• [Stored rows]:

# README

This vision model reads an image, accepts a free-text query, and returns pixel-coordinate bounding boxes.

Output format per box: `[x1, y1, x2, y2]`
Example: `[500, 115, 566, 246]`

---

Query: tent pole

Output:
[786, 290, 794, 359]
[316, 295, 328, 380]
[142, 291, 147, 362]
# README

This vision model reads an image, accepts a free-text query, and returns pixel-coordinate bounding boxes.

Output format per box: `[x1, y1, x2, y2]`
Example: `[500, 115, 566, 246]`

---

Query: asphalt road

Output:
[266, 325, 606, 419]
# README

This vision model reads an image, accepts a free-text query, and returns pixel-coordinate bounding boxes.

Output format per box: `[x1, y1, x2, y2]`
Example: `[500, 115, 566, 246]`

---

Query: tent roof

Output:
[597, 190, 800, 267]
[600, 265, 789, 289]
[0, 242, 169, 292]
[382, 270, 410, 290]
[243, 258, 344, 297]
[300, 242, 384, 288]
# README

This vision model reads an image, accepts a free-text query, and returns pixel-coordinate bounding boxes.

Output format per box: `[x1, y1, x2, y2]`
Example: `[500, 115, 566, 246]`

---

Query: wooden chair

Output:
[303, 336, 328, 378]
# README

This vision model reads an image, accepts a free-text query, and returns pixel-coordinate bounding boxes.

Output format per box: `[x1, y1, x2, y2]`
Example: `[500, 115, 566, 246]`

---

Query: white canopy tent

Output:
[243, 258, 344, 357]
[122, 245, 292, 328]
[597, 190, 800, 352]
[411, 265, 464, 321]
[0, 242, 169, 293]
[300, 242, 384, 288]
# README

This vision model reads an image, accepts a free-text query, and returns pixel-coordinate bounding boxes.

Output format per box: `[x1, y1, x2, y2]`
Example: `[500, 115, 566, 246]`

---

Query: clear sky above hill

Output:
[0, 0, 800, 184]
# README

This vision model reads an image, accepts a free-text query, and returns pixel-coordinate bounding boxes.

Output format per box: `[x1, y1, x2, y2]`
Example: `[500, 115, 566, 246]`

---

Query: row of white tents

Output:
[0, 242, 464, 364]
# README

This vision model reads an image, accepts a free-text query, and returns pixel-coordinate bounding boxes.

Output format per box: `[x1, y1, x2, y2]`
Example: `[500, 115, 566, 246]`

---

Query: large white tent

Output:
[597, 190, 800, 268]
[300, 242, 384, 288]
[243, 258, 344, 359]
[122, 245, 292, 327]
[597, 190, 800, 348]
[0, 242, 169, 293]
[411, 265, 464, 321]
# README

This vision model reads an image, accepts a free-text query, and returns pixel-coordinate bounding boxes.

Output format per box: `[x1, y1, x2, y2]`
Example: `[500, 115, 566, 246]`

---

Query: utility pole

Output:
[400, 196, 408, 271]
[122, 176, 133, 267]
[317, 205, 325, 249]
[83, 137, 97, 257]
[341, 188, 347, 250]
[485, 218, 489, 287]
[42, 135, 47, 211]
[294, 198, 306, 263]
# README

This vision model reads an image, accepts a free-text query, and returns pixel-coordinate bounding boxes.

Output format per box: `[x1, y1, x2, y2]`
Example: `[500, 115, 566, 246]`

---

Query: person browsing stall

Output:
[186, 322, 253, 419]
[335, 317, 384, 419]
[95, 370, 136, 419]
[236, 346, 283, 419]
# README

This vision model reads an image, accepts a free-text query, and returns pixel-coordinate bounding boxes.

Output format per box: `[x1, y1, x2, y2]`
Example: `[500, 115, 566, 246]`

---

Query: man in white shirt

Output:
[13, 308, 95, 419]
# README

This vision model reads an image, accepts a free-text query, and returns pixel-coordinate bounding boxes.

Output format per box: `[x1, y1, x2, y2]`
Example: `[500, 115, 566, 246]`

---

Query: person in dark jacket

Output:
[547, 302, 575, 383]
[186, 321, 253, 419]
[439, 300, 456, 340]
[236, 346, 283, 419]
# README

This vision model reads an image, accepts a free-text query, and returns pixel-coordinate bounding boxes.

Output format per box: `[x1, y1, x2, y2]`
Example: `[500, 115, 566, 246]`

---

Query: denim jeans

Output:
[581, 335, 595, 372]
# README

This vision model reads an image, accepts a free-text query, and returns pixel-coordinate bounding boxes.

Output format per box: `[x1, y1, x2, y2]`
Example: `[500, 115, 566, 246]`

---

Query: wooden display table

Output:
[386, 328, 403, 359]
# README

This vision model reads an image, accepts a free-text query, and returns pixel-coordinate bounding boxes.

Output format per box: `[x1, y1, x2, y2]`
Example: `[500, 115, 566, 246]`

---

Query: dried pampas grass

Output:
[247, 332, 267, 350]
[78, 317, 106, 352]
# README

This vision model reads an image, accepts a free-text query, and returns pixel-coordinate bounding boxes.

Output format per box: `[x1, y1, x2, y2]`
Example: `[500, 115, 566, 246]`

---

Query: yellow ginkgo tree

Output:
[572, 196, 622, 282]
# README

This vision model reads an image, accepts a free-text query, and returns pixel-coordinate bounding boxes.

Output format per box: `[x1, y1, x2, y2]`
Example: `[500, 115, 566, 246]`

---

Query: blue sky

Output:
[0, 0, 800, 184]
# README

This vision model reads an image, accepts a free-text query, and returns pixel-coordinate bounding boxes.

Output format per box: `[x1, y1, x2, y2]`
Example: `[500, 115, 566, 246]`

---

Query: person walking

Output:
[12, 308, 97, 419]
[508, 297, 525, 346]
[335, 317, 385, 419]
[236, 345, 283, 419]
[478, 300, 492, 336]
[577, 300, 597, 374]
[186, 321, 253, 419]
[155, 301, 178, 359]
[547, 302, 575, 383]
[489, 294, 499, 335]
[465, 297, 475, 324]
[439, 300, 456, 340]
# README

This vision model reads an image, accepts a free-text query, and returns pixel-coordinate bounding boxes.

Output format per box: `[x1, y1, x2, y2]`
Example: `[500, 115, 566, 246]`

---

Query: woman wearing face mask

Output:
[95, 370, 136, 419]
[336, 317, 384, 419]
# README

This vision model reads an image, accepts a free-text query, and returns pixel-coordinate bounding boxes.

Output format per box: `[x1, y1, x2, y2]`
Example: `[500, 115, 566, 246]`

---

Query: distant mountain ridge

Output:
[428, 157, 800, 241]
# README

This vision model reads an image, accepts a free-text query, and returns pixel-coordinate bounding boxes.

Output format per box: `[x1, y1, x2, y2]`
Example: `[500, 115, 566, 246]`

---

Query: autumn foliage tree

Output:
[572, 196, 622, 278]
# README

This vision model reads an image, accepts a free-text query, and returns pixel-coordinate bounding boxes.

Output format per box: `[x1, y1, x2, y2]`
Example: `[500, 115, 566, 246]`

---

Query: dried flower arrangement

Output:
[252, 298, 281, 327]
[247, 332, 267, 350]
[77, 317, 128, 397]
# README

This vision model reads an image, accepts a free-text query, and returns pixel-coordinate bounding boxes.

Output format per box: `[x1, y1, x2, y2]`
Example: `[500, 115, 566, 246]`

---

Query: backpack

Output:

• [Problem statement]: Can you recast all of the material above as a numbered list with one item per line, leaving out every blank line?

• [Correct response]:
1. # README
2. This vision model reads an image, accepts a free-text query, and returns pixel-coordinate bounding boxes.
3. Output format per box: `[x1, y1, x2, y2]`
4. Example: `[500, 115, 566, 246]`
5. ---
6. Query: tent pole
7. Output:
8. [786, 290, 794, 359]
9. [316, 295, 328, 380]
10. [142, 291, 147, 362]
11. # README
12. This vision model reads an image, accepts a free-text query, and returns pixel-coordinate bounding boxes.
13. Output format per box: `[x1, y1, x2, y2]`
14. Example: `[500, 115, 566, 246]`
15. ---
16. Query: asphalt road
17. Output:
18. [266, 325, 606, 419]
19. # README
20. This vision model reads an image, accepts a free-text query, and returns pixel-coordinate bounding boxes.
21. Output format per box: `[x1, y1, x2, y2]`
22. Example: `[500, 115, 566, 246]`
23. ---
24. Query: tent roof
25. Output:
26. [597, 190, 800, 267]
27. [600, 265, 789, 289]
28. [0, 242, 169, 292]
29. [382, 270, 410, 290]
30. [243, 258, 344, 297]
31. [300, 242, 384, 288]
32. # README
33. This vision model reads an image, accepts a free-text query, and returns pixel-coordinate bounding boxes.
34. Output format per box: `[x1, y1, x2, y2]`
35. Example: `[500, 115, 566, 246]`
36. ---
37. Query: wooden chair
38. Output:
39. [303, 336, 328, 378]
40. # README
41. This vision model reads an image, accepts a free-text query, and returns pixel-coordinate bounding boxes.
42. Output format per box: `[x1, y1, x2, y2]`
43. Example: `[500, 115, 566, 246]`
44. ---
45. Query: white canopy tent
46. Output:
47. [243, 258, 344, 357]
48. [122, 245, 292, 328]
49. [597, 190, 800, 352]
50. [411, 265, 464, 321]
51. [0, 242, 169, 293]
52. [300, 242, 384, 288]
53. # README
54. This vision model reads an image, accepts a free-text query, and returns pixel-coordinate bounding boxes.
55. Output format per box: `[x1, y1, x2, y2]`
56. Example: `[500, 115, 566, 246]`
57. ---
58. Query: clear sky above hill
59. Output:
60. [0, 0, 800, 184]
61. # README
62. This vision model reads an image, accepts a free-text query, and returns pixel-coordinate bounding boxes.
63. Output format per box: `[x1, y1, x2, y2]`
64. Example: `[500, 115, 566, 246]`
65. ---
66. Query: row of white tents
67. Output:
68. [0, 242, 464, 364]
69. # README
70. This vision model reads an image, accepts a free-text query, and returns pixel-coordinate bounding boxes.
71. Output format per box: `[x1, y1, x2, y2]`
72. Example: `[500, 115, 566, 246]`
73. ---
74. Query: large white tent
75. Output:
76. [597, 190, 800, 268]
77. [300, 242, 384, 288]
78. [243, 258, 344, 359]
79. [122, 245, 292, 327]
80. [597, 190, 800, 348]
81. [0, 242, 169, 293]
82. [411, 265, 464, 321]
83. # README
84. This vision model reads an image, accepts a free-text query, and returns pixel-coordinate bounding boxes.
85. Output format per box: `[x1, y1, x2, y2]`
86. Example: `[500, 115, 566, 246]`
87. ---
88. Query: utility pole
89. Output:
90. [400, 196, 408, 271]
91. [122, 176, 133, 267]
92. [317, 205, 325, 249]
93. [83, 137, 97, 257]
94. [341, 188, 347, 250]
95. [485, 218, 489, 287]
96. [42, 135, 47, 211]
97. [294, 198, 306, 263]
98. # README
99. This vision model reads an image, accepts a free-text query, and returns pixel-coordinate bounding boxes.
100. Output format per box: `[x1, y1, x2, y2]`
101. Example: `[500, 115, 566, 246]`
102. ---
103. Query: person browsing stall
104. Output:
105. [186, 322, 253, 419]
106. [335, 317, 384, 419]
107. [95, 370, 136, 419]
108. [236, 346, 283, 419]
109. # README
110. This vision model reads an image, accepts a free-text query, and returns pixel-coordinate bounding boxes.
111. Output format per box: `[x1, y1, x2, y2]`
112. Example: `[500, 115, 566, 246]`
113. ---
114. Query: man in white shirt
115. Output:
116. [13, 308, 95, 419]
117. # README
118. This vision model reads an image, accepts a free-text query, and returns pixel-coordinate bounding boxes.
119. Output format per box: `[x1, y1, x2, y2]`
120. Example: `[500, 115, 566, 246]`
121. ---
122. Query: person in dark jacket
123. Output:
124. [547, 302, 575, 383]
125. [186, 321, 253, 419]
126. [439, 300, 456, 340]
127. [236, 346, 283, 419]
128. # README
129. This vision model reads an image, accepts a free-text query, and returns pixel-coordinate bounding boxes.
130. Output format per box: `[x1, y1, x2, y2]`
131. Example: `[500, 115, 566, 246]`
132. ---
133. Query: denim jeans
134. Output:
135. [581, 335, 595, 372]
136. # README
137. This vision model reads an image, accepts a free-text query, and returns pixel-coordinate bounding boxes.
138. Output format per box: `[x1, y1, x2, y2]`
139. Example: `[500, 115, 566, 246]`
140. ---
141. Query: wooden display table
142. Output:
143. [386, 328, 403, 359]
144. # README
145. This vision model reads an image, accepts a free-text query, and returns pixel-coordinate bounding boxes.
146. Output format per box: `[x1, y1, x2, y2]`
147. Example: `[500, 115, 566, 246]`
148. ---
149. Query: dried pampas grass
150. Output:
151. [247, 332, 267, 350]
152. [78, 317, 106, 352]
153. # README
154. This vision model reads an image, accepts a free-text query, and returns pixel-coordinate bounding boxes.
155. Output format per box: `[x1, y1, x2, y2]`
156. Example: `[500, 115, 566, 246]`
157. ---
158. Query: yellow ginkgo tree
159. Output:
160. [572, 196, 622, 282]
161. # README
162. This vision model reads an image, accepts a free-text query, and returns pixel-coordinate bounding boxes.
163. Output format per box: `[x1, y1, x2, y2]`
164. Example: `[500, 115, 566, 246]`
165. ---
166. Query: blue sky
167. Output:
168. [0, 0, 800, 184]
169. # README
170. This vision model reads an image, accepts a free-text query, and returns pixel-coordinate bounding boxes.
171. Output format per box: `[x1, y1, x2, y2]`
172. Example: `[500, 115, 566, 246]`
173. ---
174. Query: person walking
175. Output:
176. [12, 308, 97, 419]
177. [508, 297, 525, 346]
178. [335, 317, 385, 419]
179. [236, 345, 283, 419]
180. [478, 300, 492, 336]
181. [577, 300, 597, 374]
182. [186, 321, 253, 419]
183. [155, 301, 178, 359]
184. [547, 302, 575, 383]
185. [489, 294, 499, 335]
186. [465, 297, 475, 324]
187. [439, 300, 456, 340]
188. # README
189. This vision model reads an image, accepts a free-text query, and returns pixel-coordinate bounding boxes.
190. Output format per box: `[x1, y1, x2, y2]`
191. Example: `[500, 115, 566, 246]`
192. ---
193. Query: woman wearing face mask
194. Output:
195. [95, 370, 136, 419]
196. [336, 317, 384, 419]
197. # README
198. This vision model reads an image, accepts a free-text query, and returns pixel-coordinate bounding boxes.
199. Output format per box: `[x1, y1, x2, y2]`
200. Example: `[500, 115, 566, 246]`
201. ---
202. Query: distant mountain ridge
203. Output:
204. [428, 157, 800, 241]
205. # README
206. This vision model reads an image, accepts a free-text query, and returns pixel-coordinate bounding boxes.
207. Output format per box: `[x1, y1, x2, y2]`
208. Example: `[500, 115, 566, 246]`
209. ---
210. Query: autumn foliage tree
211. Output:
212. [572, 196, 622, 278]
213. # README
214. This vision model reads an image, accepts a free-text query, and returns pixel-coordinate bounding boxes.
215. Output format per box: `[x1, y1, x2, y2]`
216. Example: `[500, 115, 566, 246]`
217. ---
218. Query: dried flower arrangement
219. Output:
220. [252, 298, 281, 327]
221. [247, 332, 267, 350]
222. [77, 317, 128, 397]
223. # README
224. This vision model reads an image, accepts a free-text query, and returns pixel-coordinate bounding boxes.
225. Output format per box: `[x1, y1, x2, y2]`
226. Example: `[500, 115, 566, 246]`
227. ---
228. Query: backpack
229. Output:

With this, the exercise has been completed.